## start Data supplied

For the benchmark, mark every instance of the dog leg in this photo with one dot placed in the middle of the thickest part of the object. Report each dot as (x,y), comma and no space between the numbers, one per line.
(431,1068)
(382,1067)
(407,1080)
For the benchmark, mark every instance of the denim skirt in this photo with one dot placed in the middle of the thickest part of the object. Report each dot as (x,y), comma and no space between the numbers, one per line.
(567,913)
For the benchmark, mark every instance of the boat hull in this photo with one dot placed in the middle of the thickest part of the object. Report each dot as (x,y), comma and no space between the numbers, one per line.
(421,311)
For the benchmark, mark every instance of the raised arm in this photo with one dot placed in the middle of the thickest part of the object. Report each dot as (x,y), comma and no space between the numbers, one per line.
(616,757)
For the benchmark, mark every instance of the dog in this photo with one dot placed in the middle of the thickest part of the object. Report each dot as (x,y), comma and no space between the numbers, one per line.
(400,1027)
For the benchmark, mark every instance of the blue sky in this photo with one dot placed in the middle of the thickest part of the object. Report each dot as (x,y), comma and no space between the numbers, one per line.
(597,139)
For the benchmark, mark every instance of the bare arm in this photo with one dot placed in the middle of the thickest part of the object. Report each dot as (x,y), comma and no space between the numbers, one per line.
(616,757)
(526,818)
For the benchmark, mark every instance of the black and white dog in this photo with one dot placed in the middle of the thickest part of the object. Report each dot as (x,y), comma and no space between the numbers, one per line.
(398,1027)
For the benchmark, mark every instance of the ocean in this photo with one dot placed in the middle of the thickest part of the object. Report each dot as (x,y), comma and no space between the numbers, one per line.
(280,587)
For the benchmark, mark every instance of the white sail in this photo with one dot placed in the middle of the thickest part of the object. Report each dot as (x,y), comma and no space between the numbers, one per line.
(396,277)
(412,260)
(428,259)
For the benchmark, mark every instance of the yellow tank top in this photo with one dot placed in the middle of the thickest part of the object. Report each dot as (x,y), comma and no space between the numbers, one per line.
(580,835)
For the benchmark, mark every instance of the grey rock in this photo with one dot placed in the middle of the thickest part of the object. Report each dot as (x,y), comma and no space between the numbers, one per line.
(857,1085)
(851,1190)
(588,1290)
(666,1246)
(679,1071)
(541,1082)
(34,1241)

## end Data supplied

§ **Exercise aim**
Can you rewrite every line from the one containing "For the benchmark, mark every instance of the ocean" up to and including the last line of the records, requests included, with each dot coordinate in the answers multiplied by 1.7 and rounded to a whole number (halves round up) and the requests left unchanged?

§ **Response below**
For the benchmark, mark every instance of the ocean in this photo with one dot placed in the middle of the thickest part of the object. Report each dot as (x,y), comma and no space between the numbers, one per line.
(476,998)
For the benchmark, mark every instance of the white sail in this photo with one dot placed in the middle of the thickest part of the object. Report each dot as (x,y), comma and no space between the numbers, one per line.
(673,471)
(700,442)
(728,440)
For the benchmark, mark every instance of the yellow tank top in this photo with one dot placed in the middle of the thickest part of the object. Report each dot as (x,y), comma and no space between the numbers, one per line.
(986,1420)
For the benchmark, mark every instance of the grey rock in this photo with one dot placed in the middle of the thickest part of the object. Report each dot as (x,y), comma and no space between the numbers, one per line.
(1457,1845)
(1447,2023)
(1000,2193)
(1132,2118)
(1154,1821)
(920,1839)
(58,2110)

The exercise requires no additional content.